> _Set exercise_: Look below for the line with "tag the dark water patch", and from there restate every line word for word until the entries end.

—————

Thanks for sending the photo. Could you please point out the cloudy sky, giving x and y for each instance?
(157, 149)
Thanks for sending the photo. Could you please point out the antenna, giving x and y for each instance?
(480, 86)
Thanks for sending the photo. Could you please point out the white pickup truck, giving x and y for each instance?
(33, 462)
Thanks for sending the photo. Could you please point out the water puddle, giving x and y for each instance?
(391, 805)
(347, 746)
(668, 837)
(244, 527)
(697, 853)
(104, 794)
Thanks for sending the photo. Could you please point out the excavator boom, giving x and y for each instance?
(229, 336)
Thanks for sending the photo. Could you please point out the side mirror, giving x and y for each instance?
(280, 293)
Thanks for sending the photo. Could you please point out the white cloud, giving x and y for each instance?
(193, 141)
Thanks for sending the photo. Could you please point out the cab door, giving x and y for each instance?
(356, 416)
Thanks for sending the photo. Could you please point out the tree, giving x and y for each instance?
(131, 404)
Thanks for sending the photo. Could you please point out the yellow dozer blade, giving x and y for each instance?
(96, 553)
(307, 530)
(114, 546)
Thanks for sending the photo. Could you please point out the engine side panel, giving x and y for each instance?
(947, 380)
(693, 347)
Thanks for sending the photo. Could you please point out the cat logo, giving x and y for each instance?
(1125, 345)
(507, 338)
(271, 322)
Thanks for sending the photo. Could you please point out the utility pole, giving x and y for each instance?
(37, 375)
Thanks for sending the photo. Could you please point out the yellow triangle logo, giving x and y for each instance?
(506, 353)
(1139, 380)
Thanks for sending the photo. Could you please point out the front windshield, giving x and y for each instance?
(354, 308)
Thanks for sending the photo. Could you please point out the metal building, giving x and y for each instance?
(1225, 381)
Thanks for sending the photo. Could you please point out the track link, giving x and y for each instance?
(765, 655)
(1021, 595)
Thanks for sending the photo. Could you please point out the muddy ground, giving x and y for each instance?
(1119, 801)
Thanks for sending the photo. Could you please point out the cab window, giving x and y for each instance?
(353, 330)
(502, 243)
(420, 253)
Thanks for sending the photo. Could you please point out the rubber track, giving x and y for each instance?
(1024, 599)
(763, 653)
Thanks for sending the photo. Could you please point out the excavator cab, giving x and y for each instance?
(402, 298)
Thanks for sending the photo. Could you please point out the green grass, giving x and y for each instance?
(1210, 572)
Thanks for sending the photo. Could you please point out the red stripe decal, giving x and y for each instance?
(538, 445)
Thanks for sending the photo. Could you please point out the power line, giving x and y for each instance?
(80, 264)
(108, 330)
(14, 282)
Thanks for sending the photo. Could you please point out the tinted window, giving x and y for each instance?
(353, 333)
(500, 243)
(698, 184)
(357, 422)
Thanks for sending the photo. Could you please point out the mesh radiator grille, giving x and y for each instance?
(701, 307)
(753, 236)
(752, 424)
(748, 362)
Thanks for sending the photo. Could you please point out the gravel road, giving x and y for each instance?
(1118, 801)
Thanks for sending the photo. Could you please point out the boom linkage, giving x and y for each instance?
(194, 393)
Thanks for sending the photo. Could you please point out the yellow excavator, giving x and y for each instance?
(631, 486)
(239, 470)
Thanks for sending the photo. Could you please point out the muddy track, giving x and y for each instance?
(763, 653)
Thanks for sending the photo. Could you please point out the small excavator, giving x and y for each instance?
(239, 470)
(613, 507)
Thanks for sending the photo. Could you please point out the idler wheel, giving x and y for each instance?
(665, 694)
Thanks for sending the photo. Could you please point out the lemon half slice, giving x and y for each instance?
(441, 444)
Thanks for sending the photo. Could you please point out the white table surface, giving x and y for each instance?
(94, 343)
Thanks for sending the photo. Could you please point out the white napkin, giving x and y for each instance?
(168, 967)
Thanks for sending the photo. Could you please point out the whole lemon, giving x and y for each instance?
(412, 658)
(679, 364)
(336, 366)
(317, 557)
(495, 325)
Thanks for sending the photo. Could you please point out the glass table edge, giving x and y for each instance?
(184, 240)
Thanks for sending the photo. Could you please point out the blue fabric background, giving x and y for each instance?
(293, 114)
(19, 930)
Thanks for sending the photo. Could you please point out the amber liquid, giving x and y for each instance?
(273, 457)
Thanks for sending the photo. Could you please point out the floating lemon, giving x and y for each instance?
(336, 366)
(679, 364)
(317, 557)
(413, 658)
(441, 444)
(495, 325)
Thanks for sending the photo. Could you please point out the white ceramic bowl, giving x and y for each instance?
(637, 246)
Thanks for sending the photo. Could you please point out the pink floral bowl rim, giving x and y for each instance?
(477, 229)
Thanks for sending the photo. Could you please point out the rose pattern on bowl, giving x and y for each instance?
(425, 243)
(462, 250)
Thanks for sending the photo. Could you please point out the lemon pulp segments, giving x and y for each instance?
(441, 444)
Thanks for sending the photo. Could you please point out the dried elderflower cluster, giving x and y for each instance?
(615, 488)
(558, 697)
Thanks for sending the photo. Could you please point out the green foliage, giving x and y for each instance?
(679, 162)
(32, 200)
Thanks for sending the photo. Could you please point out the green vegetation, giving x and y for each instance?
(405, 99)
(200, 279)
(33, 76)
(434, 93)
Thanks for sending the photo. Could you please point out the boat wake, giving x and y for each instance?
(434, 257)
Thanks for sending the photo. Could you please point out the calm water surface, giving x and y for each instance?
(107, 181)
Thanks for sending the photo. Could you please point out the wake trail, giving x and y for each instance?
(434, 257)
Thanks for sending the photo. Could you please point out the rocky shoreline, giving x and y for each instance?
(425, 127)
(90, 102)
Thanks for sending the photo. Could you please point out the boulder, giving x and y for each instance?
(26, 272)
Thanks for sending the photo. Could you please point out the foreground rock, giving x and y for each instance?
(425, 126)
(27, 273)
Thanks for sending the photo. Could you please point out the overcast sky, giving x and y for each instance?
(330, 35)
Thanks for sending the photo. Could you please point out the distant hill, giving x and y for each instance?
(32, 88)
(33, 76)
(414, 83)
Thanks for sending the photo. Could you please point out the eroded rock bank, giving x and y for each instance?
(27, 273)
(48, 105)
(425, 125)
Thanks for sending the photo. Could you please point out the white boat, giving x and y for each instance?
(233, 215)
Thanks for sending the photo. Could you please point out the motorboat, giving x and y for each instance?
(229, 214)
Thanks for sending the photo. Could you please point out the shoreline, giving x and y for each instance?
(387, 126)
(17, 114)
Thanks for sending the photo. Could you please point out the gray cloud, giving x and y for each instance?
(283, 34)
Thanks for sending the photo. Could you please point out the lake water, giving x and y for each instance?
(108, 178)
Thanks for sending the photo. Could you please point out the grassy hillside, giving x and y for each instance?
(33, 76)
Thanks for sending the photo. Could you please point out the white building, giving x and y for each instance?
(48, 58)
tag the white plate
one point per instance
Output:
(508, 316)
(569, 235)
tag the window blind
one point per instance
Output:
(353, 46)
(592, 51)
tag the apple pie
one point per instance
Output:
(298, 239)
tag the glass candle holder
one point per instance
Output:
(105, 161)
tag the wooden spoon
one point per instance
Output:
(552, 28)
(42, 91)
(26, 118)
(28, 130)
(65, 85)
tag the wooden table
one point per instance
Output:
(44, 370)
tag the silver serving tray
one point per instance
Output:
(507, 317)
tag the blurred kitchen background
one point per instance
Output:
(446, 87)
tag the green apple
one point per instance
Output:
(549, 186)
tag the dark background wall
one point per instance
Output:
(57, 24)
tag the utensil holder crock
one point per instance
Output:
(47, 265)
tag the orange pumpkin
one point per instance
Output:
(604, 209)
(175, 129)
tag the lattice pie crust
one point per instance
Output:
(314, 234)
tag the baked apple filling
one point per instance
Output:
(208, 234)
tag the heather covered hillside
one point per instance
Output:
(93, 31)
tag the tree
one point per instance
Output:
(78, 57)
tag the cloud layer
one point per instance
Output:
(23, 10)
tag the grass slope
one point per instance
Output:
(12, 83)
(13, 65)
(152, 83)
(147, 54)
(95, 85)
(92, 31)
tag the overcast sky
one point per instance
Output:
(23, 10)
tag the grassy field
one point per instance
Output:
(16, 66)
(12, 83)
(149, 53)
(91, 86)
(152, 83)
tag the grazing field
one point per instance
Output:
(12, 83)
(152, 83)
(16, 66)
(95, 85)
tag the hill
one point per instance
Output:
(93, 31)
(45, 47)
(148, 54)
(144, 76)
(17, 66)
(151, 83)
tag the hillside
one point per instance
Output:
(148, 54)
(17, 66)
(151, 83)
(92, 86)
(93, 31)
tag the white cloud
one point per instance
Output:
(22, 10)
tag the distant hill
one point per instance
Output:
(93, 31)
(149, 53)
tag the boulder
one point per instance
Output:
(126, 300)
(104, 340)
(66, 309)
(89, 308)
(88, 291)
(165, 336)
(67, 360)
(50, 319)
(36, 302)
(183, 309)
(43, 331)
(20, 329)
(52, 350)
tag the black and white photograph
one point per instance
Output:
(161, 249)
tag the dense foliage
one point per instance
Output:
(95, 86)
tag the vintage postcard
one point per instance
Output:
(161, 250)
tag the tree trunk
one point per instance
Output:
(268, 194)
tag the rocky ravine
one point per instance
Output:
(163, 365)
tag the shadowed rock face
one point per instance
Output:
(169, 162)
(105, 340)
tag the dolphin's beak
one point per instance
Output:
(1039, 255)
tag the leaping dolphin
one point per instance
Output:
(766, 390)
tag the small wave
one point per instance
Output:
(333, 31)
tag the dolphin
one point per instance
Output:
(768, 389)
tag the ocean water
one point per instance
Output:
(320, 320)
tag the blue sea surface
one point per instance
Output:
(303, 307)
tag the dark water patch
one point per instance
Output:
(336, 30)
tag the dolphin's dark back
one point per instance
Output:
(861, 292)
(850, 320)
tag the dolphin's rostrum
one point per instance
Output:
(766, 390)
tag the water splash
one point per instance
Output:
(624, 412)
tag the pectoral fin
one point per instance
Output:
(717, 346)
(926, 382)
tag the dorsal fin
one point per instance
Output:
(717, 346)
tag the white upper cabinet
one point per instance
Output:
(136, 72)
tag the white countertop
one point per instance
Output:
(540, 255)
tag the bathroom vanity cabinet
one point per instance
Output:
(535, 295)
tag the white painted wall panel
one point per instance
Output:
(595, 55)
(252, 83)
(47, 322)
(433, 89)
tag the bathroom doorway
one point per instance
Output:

—————

> _Exercise response_:
tag the dark water patch
one point per instance
Output:
(336, 30)
tag the dolphin's dark back
one point per instance
Output:
(861, 292)
(850, 320)
tag the dolphin's rostrum
one point per instance
Output:
(766, 390)
tag the water splash
one point per instance
Output:
(624, 412)
tag the pectoral fin
one point per instance
Output:
(717, 346)
(926, 382)
tag the dorsal fin
one point per instance
Output:
(717, 346)
tag the white upper cabinet
one point per instance
Output:
(136, 72)
tag the white countertop
one point per instance
Output:
(540, 255)
tag the bathroom vanity cabinet
one point per instance
Output:
(535, 295)
tag the white painted wall panel
one point per instance
Output:
(595, 55)
(252, 83)
(47, 322)
(433, 89)
tag the bathroom doorway
one point per instance
Output:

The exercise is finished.